▶

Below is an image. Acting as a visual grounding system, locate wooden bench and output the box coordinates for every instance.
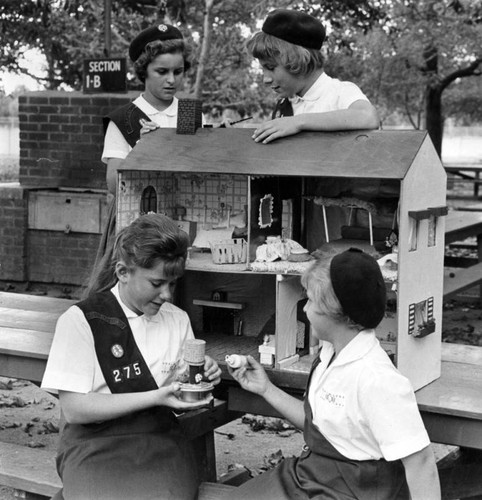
[0,441,237,499]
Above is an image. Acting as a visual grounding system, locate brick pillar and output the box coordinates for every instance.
[0,184,28,281]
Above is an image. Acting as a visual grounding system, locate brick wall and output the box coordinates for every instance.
[0,90,138,285]
[0,184,28,281]
[28,230,101,286]
[18,90,137,189]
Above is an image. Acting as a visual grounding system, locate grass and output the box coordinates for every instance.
[0,156,19,182]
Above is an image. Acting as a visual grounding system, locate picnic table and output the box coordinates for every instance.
[445,162,482,197]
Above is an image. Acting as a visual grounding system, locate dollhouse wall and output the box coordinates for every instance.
[397,136,446,390]
[117,170,247,230]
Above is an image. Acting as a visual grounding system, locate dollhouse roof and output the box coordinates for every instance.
[121,128,442,179]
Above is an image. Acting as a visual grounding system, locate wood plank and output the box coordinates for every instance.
[416,361,482,421]
[0,327,52,359]
[0,442,61,498]
[444,211,482,245]
[0,307,63,333]
[193,299,244,310]
[443,262,482,298]
[441,343,482,366]
[198,482,237,500]
[122,128,429,180]
[177,400,239,439]
[0,291,74,314]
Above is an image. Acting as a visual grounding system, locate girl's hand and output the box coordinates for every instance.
[139,118,159,135]
[204,355,222,386]
[228,355,271,396]
[155,382,213,411]
[252,117,301,144]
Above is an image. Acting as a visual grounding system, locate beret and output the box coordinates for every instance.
[262,9,325,50]
[330,248,386,329]
[129,24,183,62]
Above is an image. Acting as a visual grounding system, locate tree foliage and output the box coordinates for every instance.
[1,0,482,150]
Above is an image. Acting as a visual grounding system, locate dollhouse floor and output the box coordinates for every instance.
[198,331,316,375]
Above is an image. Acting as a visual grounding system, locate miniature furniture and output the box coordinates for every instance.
[118,128,447,391]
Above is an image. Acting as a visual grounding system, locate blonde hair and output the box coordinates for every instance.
[247,31,324,76]
[301,256,359,328]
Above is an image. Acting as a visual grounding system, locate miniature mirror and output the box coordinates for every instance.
[258,194,273,228]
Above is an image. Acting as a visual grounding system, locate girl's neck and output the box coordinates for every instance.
[297,68,324,98]
[142,92,173,113]
[329,325,361,358]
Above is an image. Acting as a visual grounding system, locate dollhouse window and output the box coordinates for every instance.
[428,214,436,247]
[140,185,157,214]
[408,297,435,337]
[409,218,419,251]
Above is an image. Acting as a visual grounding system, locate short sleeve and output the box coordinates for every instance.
[337,81,369,109]
[41,306,97,394]
[358,366,430,461]
[101,120,131,163]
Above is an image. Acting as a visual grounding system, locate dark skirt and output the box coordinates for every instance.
[53,408,199,500]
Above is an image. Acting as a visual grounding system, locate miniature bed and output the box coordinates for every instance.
[118,126,447,391]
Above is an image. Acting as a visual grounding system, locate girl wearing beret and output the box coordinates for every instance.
[95,24,193,265]
[247,9,379,145]
[42,214,222,499]
[229,249,440,500]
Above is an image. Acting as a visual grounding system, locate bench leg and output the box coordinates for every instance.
[191,431,217,483]
[438,448,482,500]
[478,235,482,308]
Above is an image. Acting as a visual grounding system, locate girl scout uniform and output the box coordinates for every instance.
[230,332,430,500]
[41,283,199,500]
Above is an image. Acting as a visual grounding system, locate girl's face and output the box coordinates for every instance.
[258,59,308,98]
[117,259,180,317]
[303,288,336,341]
[144,52,185,109]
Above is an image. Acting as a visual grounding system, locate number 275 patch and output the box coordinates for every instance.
[112,362,142,383]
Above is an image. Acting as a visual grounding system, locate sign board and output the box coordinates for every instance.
[83,58,127,93]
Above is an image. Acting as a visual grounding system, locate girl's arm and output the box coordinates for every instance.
[253,100,379,144]
[59,383,211,424]
[228,356,305,429]
[401,445,441,500]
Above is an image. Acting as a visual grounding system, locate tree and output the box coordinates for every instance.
[325,0,482,155]
[2,0,481,149]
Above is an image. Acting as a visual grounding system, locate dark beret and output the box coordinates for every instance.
[330,248,386,329]
[129,24,183,62]
[262,9,325,50]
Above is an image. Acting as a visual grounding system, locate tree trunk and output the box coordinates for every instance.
[425,83,443,158]
[194,0,214,100]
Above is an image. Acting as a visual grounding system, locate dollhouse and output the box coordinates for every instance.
[118,127,447,391]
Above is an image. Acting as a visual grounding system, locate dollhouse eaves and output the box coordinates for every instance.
[121,128,438,180]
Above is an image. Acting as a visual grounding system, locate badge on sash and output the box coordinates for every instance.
[111,344,124,358]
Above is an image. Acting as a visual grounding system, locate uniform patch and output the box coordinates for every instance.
[111,344,124,358]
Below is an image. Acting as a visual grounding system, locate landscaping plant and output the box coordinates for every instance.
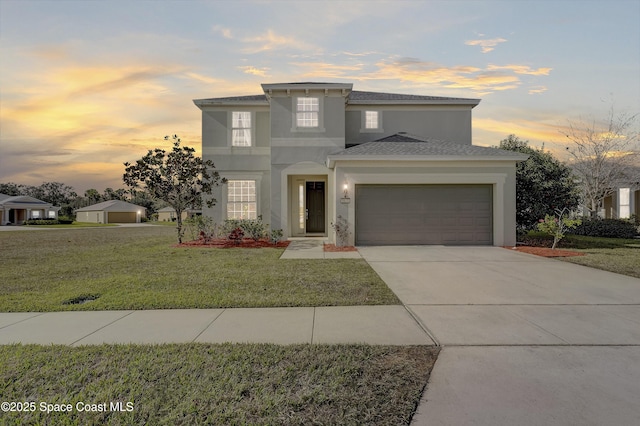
[331,215,351,247]
[537,208,582,249]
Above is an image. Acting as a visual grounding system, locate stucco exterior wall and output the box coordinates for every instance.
[345,107,473,145]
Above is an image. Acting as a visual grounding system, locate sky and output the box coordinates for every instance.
[1,0,639,194]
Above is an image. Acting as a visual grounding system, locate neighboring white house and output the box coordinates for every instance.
[157,206,202,221]
[194,82,528,246]
[0,193,60,225]
[75,200,146,223]
[603,187,640,219]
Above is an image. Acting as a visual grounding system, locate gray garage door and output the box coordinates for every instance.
[356,184,493,245]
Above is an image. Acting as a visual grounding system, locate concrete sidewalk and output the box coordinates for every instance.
[0,306,433,346]
[279,238,361,259]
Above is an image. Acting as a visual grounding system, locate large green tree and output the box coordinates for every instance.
[499,135,581,229]
[123,135,225,243]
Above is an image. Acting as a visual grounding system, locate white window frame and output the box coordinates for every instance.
[360,110,383,133]
[31,210,41,219]
[292,97,325,132]
[230,111,253,147]
[226,179,258,220]
[48,210,56,218]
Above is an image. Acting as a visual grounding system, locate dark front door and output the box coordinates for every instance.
[306,181,325,233]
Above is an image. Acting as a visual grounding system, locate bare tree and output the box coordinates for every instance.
[563,106,639,217]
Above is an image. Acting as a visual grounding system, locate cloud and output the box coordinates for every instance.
[465,38,508,53]
[364,58,522,95]
[212,25,233,39]
[238,66,270,77]
[487,64,552,76]
[240,29,317,54]
[528,86,548,95]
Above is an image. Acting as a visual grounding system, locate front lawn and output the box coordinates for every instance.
[559,235,640,278]
[0,227,398,312]
[0,343,438,425]
[521,233,640,278]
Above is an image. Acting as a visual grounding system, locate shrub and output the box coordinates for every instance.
[536,211,581,249]
[571,218,638,239]
[269,229,283,244]
[331,215,351,247]
[227,227,245,244]
[223,215,267,241]
[184,216,219,243]
[24,219,59,225]
[58,218,74,225]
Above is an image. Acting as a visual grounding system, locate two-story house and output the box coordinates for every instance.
[194,82,527,246]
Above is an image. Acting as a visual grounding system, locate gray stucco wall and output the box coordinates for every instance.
[345,109,473,145]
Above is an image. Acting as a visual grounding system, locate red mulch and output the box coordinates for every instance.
[176,238,290,249]
[323,244,358,252]
[505,246,585,257]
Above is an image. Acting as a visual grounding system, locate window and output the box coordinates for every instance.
[619,188,630,218]
[365,111,379,129]
[31,210,40,218]
[48,211,56,218]
[296,97,319,127]
[227,180,257,219]
[232,112,251,146]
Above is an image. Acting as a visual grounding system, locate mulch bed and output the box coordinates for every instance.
[176,238,290,249]
[505,246,585,257]
[324,244,358,252]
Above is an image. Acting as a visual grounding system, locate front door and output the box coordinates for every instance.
[306,181,325,233]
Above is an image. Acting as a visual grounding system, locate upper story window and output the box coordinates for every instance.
[365,111,379,129]
[296,97,319,128]
[360,110,383,133]
[232,111,251,146]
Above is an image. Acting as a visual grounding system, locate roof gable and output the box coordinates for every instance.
[76,200,146,212]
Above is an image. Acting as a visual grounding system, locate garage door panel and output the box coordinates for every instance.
[356,184,493,246]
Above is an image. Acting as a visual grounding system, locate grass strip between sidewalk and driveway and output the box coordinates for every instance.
[0,343,439,425]
[0,226,399,312]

◀

Task statement: Output exactly the lines between the one containing "system, locate red" and the final line above, both inclusive.

Answer to the exercise:
Above is an image. Acting as a visual grounding system, locate red mulch and output the box coordinates for every instance.
[176,238,290,249]
[323,244,358,252]
[505,246,585,257]
Above is an image. Acting as a visual grounding system, locate window and output the box coordinates for every instance.
[619,188,630,218]
[365,111,379,129]
[31,210,40,218]
[48,211,56,218]
[296,97,319,127]
[227,180,257,219]
[232,112,251,146]
Above is an image. Acting as a visual grounding system, locate mulch bed and output the box coordinates for every instance.
[176,238,290,249]
[505,246,585,257]
[324,244,358,252]
Above is an image. Acting as a visual grounding system, locate front door and output the box coordinates for every instance.
[306,181,325,233]
Above is an image. Acting as a visual grounding system, locate upper story window and output the box coordinates for every instance.
[365,111,379,129]
[296,97,319,128]
[360,110,383,133]
[232,111,251,146]
Above is an image. Acting as a visual grounding system, locate roof gable and output the box coordinates for every instance.
[76,200,146,212]
Above is an image. Acting as a visual grounding system, locate garage door panel and output the box coordinates for every instance.
[356,184,493,246]
Above is an image. Acting as a visual grounding system, locate grass strip between sidewalk and driveway and output the box coordinates for every instance.
[0,343,439,425]
[0,226,399,312]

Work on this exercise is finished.